- _Task directions_
Repeat only the lines below from the one containing "Which spot lies innermost in each instance of the dark cloud" through the one containing "Which spot lies innermost in each instance of the distant sea", inclusive, exactly as written.

Start of Supplied data

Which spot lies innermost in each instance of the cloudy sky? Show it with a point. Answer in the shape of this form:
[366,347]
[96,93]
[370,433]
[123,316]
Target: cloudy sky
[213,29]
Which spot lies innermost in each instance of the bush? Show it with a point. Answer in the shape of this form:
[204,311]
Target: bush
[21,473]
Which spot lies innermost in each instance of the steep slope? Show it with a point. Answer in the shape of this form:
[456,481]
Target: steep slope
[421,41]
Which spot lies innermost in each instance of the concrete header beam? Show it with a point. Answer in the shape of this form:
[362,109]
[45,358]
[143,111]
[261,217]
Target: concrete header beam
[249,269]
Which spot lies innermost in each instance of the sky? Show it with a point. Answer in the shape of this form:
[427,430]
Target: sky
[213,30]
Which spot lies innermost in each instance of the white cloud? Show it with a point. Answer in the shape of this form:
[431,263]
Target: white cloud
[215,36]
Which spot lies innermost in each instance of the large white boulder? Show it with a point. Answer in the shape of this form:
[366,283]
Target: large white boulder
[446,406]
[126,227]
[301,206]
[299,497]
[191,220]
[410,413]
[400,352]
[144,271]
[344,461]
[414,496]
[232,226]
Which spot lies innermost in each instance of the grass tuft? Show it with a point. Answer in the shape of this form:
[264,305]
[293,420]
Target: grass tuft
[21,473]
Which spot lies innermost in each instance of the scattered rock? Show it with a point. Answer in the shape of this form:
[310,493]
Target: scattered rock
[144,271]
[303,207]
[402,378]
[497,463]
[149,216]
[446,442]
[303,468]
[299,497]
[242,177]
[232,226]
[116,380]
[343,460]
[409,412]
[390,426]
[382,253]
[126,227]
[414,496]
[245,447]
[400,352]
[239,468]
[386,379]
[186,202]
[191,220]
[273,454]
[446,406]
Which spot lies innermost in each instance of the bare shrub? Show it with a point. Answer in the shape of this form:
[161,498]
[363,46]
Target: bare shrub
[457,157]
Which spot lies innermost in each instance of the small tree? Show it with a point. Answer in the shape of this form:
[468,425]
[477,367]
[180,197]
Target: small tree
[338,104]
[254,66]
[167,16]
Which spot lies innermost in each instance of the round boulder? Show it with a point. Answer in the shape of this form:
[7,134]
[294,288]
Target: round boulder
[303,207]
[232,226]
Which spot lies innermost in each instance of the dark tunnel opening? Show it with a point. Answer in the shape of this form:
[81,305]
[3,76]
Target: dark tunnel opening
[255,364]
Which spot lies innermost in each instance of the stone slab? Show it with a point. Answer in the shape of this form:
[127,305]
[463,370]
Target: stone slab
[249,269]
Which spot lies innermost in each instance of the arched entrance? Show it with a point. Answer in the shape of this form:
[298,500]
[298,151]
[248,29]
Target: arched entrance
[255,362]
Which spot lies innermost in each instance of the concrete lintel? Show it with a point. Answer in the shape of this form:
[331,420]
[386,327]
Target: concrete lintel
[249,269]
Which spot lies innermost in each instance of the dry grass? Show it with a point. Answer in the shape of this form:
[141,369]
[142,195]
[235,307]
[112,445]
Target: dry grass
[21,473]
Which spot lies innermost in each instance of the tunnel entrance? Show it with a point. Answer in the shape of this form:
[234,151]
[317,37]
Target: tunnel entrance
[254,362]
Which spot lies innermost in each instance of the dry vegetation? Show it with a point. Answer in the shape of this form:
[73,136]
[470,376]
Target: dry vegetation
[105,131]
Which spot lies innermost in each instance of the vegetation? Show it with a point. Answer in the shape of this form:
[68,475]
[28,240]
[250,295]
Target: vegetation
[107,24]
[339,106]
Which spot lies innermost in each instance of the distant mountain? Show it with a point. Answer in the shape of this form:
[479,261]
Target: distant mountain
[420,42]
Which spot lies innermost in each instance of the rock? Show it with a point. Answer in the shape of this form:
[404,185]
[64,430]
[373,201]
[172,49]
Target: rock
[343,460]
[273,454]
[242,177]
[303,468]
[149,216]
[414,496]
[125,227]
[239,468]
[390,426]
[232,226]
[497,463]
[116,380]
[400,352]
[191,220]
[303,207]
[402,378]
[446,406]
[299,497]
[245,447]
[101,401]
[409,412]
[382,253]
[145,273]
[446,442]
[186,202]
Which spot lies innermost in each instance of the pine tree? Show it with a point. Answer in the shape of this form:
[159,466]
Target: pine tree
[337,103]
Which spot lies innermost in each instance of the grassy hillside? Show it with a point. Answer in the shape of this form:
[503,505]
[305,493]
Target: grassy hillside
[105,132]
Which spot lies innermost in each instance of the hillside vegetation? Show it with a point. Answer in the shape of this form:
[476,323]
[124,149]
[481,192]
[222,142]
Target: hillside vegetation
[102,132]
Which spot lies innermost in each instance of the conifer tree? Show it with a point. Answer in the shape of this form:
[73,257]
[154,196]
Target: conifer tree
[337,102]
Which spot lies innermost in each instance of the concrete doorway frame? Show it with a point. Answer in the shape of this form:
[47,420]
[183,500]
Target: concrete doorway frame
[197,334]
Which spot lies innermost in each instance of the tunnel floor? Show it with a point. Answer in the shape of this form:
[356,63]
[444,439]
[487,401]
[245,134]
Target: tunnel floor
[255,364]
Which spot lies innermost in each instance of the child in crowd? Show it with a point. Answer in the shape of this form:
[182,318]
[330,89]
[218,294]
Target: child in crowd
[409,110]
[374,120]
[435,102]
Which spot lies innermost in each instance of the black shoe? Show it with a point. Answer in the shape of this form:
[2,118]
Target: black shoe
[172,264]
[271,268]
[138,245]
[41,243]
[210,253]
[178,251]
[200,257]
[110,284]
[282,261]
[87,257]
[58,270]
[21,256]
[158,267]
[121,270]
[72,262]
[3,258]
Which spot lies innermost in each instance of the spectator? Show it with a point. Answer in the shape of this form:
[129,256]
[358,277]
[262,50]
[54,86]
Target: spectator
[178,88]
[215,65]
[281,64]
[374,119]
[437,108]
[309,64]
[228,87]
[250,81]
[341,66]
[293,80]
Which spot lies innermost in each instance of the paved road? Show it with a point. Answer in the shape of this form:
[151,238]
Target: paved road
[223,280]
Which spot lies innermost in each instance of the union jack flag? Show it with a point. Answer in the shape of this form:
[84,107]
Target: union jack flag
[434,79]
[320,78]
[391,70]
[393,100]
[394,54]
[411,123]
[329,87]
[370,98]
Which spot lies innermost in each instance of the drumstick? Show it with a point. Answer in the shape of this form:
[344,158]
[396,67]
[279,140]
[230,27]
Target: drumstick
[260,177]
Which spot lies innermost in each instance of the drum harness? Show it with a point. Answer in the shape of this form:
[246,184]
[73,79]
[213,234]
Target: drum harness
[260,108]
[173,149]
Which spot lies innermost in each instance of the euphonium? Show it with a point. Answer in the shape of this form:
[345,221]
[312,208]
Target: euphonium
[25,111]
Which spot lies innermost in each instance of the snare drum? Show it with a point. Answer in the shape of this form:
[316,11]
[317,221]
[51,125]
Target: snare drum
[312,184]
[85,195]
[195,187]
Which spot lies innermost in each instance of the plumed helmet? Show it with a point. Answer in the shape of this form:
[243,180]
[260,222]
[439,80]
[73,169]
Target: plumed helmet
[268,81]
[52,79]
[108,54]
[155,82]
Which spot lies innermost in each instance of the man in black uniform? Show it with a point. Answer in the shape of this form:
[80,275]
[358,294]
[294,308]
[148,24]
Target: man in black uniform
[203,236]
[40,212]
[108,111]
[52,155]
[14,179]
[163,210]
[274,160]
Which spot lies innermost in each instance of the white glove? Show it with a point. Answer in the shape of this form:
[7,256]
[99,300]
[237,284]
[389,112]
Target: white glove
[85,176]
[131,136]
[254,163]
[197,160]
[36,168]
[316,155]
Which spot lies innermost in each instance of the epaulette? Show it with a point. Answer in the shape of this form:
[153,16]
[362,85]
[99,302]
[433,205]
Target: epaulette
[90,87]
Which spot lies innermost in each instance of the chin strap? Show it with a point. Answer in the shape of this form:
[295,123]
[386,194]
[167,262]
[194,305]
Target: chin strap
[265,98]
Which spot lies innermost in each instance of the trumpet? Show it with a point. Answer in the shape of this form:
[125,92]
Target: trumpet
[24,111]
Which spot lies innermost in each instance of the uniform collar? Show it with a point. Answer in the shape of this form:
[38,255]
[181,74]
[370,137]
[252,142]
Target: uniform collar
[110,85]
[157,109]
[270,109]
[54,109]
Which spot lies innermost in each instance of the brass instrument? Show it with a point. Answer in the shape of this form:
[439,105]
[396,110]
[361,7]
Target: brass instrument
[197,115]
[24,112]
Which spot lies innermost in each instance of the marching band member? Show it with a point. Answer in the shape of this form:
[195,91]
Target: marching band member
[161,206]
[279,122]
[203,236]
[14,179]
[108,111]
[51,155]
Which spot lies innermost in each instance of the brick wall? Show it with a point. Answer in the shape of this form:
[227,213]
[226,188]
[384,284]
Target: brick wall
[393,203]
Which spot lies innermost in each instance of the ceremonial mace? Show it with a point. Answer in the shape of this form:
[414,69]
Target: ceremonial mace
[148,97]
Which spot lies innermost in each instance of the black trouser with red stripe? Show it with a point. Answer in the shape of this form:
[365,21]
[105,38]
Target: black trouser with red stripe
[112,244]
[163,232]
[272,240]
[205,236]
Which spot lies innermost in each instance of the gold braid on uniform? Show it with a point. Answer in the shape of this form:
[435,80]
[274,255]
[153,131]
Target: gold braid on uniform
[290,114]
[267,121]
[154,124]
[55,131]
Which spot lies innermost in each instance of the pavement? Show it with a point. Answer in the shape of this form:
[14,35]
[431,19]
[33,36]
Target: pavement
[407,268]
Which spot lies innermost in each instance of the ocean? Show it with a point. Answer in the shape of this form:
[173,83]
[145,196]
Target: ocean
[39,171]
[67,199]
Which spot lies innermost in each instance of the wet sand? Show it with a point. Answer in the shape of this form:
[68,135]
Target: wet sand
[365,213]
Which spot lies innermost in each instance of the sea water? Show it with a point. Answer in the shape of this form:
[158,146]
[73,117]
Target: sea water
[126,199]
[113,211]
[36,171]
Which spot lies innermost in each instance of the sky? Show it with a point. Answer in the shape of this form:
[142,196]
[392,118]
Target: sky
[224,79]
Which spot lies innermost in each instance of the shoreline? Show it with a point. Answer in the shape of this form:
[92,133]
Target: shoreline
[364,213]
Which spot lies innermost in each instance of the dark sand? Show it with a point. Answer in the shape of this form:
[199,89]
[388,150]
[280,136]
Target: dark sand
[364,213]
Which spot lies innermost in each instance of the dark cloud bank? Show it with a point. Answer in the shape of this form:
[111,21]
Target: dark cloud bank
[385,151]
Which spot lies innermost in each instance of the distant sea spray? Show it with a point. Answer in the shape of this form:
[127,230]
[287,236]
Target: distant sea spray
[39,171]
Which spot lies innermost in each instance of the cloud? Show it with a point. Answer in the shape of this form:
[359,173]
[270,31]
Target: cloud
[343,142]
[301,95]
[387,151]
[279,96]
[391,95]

End of Supplied data

- _Solution to this task_
Which spot lies innermost in each instance of the dark cloud bank? Show it with a point. Answer in the shape of this form:
[111,21]
Target: dark cloud bank
[385,151]
Which spot lies innermost in each instance of the distant sea spray? Show it with a point. Answer in the shape of this form:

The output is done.